• **SELECTED TEXT**
[Begin]
The description will be made as to a supply and exhaust system in the option device for the image forming apparatus 100. In the option device, a cooling device 102 not the cover 109 is mounted to the air supply opening 109.

FIG. 4 shows schematically an image forming apparatus 100 according to this embodiment to which the cooling device 102 is mounted to the air supply opening 109 as an option device. FIG. 5 shows an outer appearance of a front side of the image forming apparatus 100 having the option device. FIG. 6 shows an outer appearance of the image forming apparatus 100 having the option device.

In the option device, in the standard equipment, the cover 110 is dismounted from the air supply opening 109, and the cooling device 102 is mounted. In this embodiment, the cooling device 102 is mounted to the connecting portion 21 through the connection duct 103. One of the ends of the connection duct 103 is provided with a mounting portion 131 and a mounting hole (not shown) at positions corresponding to the mounting portion 113 and the mounting hole 114 which are provided on the cover 110. The connection duct 103 is fixed to the main assembly of the apparatus 101 by screwing the bolt 22 through the mounting hole 132 into the screw bore 21 provided in the main assembly of the apparatus 101. The other end of the connection duct 103 is fixed to the cooling device 102.

More particularly, the main assembly 101 of the image forming apparatus 100 is provided with an air supply opening 109 at a position above the image forming portions Py, Pm, Pc, Pb. In this embodiment, the air supply opening 109 is disposed in an upper right front part of the main assembly of the apparatus 101 as seen from the front side of the image forming apparatus 100. In addition, the air supply fan 104 is disposed above the image forming portions Py, Pm, Pc, Pb. In addition, in this embodiment, the air supply fan 104 is disposed in an upper right front part of the main assembly of the apparatus as seen from the front side of the image forming apparatus 100 and adjacent a portion above the fourth image forming portion Pb. The image forming apparatus 100 is provided with the cooling device 102 in the main assembly of the apparatus 101, and the cooling device 102 is disposed above the image forming portions Py, Pm, Pc, Pb. In this embodiment, the cooling device 102 is disposed at an upper right position and at the rear part as seen from the front side of the image forming apparatus 100. A connection duct 103 as connecting means connecting the cooling device 102 and the main assembly of the apparatus 101 with each other is provided at an upper right position as seem from the front side of the image forming apparatus 100.

The cool air is supplied by the air supply fan 104 provided inside of the connecting portion between the connection duct 103 and the air supply opening 109, through the connection duct 103 from the cooling device 102. The cool air fed to the inside of the main assembly of the apparatus 101 reaches the photosensitive drum 1 and the neighborhood of the developing device 4 through the gaps between the image forming portions Py, Pm, Pc, as indicated by a broken line in FIG. 1. In the option device, as compared with the standard equipment not having the cooling device 103, the ambient air of the temperature which is lower by approx. 5-10° C. is fed into the main assembly of the apparatus 101, and therefore, the ambient air tends to go downward in the main assembly of the apparatus 101. Thus, the air of the low temperature supplied from the suction opening 109 disposed above the image forming portion is fed to the main assembly of the image forming apparatus, so that the high density cool air tends to move downwardly. Therefore, the ventilation efficiency is high because of natural convection.
[End]
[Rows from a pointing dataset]
[Begin]
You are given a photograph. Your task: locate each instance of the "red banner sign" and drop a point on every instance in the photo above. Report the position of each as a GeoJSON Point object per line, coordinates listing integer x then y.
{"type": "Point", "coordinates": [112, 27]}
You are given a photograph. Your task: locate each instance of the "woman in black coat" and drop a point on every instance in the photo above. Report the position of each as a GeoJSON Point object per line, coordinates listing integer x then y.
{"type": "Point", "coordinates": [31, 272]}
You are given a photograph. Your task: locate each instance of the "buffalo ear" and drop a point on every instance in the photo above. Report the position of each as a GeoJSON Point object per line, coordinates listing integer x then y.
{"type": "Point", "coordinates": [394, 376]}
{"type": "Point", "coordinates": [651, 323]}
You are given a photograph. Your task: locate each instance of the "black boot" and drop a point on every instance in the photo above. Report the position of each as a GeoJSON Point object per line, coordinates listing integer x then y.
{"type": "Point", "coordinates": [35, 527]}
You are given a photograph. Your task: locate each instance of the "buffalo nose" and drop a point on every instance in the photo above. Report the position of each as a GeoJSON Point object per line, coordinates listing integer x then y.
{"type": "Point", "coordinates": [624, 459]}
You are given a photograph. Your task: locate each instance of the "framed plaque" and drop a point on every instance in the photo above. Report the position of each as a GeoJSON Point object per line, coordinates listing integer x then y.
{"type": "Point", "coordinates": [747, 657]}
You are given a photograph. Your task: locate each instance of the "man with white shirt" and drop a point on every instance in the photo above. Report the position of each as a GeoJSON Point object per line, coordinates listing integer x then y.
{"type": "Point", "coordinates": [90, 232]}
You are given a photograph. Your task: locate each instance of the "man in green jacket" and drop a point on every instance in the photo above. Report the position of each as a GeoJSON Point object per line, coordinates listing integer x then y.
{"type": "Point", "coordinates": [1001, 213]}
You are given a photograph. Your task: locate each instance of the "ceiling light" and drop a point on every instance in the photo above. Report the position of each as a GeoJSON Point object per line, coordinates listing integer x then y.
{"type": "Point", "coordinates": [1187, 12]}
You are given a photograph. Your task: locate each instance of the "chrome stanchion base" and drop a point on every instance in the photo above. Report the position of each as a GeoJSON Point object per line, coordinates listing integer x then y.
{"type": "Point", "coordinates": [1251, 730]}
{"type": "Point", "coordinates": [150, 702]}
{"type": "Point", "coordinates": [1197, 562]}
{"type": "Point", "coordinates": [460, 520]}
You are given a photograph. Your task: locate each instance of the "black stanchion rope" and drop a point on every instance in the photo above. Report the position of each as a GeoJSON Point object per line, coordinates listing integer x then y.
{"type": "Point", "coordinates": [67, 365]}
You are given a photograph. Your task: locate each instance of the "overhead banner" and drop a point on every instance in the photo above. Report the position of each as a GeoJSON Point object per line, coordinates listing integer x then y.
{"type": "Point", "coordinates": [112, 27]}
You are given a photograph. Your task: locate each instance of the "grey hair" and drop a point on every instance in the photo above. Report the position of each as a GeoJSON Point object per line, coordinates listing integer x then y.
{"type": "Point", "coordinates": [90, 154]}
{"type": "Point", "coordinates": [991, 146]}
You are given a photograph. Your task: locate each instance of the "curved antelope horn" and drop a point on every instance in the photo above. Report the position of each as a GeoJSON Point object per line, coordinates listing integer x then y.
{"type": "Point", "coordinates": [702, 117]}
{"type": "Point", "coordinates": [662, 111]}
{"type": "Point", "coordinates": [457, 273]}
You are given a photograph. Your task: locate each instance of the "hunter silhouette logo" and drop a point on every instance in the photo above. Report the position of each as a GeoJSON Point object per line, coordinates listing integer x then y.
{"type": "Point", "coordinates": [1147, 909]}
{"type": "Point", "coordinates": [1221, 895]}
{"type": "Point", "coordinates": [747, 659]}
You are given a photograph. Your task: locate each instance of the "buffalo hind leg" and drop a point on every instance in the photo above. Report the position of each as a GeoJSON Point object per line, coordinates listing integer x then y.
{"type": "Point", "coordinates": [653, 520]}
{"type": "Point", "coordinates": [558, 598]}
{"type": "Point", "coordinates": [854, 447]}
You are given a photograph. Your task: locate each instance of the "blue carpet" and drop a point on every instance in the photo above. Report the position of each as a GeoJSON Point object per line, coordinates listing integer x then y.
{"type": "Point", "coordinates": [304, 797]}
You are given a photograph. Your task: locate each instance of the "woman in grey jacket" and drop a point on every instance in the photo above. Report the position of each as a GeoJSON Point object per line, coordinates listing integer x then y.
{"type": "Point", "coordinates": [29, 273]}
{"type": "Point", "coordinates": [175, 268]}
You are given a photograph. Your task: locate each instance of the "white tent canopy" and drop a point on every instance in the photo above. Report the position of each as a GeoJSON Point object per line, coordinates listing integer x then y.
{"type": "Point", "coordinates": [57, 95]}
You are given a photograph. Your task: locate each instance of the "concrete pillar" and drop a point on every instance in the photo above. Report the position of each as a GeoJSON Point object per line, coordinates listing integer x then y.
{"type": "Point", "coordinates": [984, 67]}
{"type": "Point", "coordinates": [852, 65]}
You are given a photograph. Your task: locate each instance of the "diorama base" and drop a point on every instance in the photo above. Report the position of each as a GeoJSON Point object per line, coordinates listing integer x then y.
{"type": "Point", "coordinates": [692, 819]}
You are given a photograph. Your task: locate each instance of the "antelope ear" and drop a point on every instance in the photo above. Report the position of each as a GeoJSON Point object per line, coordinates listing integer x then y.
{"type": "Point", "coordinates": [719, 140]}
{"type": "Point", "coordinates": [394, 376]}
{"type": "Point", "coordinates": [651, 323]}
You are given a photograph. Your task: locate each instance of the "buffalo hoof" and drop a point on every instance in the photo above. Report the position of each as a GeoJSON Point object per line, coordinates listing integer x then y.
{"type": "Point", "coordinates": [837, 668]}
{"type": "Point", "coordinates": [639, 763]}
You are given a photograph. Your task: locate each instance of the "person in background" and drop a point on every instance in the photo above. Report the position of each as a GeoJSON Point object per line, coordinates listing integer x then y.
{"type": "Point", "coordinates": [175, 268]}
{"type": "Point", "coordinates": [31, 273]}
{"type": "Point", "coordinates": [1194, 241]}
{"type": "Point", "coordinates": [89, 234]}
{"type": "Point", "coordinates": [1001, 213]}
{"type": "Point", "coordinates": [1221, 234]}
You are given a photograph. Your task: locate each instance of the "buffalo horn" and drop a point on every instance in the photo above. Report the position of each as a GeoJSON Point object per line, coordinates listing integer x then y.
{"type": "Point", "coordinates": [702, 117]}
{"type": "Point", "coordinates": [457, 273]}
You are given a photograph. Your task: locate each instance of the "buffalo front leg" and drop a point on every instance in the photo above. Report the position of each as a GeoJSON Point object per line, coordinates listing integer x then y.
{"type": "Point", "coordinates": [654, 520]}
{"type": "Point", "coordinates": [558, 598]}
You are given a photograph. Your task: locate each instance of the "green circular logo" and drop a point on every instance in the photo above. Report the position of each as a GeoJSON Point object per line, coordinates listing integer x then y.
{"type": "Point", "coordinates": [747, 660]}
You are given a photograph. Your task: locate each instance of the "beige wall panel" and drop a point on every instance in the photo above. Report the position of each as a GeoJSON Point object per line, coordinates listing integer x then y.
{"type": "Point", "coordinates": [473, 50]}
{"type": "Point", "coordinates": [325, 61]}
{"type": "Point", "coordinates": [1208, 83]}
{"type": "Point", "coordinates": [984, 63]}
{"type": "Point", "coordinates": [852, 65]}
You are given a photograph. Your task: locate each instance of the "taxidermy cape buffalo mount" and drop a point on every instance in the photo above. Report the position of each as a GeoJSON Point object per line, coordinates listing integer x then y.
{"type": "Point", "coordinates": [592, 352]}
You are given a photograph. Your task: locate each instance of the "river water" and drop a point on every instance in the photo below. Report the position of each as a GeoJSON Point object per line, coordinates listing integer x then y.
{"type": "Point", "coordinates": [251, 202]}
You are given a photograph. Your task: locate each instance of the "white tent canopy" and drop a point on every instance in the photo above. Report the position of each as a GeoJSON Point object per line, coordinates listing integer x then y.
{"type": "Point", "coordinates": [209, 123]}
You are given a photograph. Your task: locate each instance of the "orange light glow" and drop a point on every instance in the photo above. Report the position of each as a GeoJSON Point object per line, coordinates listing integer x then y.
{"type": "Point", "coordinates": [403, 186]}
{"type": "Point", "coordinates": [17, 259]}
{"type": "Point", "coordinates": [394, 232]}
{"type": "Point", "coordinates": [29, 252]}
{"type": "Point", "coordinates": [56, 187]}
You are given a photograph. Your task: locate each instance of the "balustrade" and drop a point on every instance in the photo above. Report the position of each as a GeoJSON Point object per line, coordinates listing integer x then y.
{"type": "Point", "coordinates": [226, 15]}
[End]
• **PROBLEM DESCRIPTION**
According to the passage on the image forming apparatus cooling system, where is the air supply opening 109 located when seen from the front of the apparatus?

• **WRITTEN SOLUTION**
It is in an upper right front part of the main assembly of the apparatus.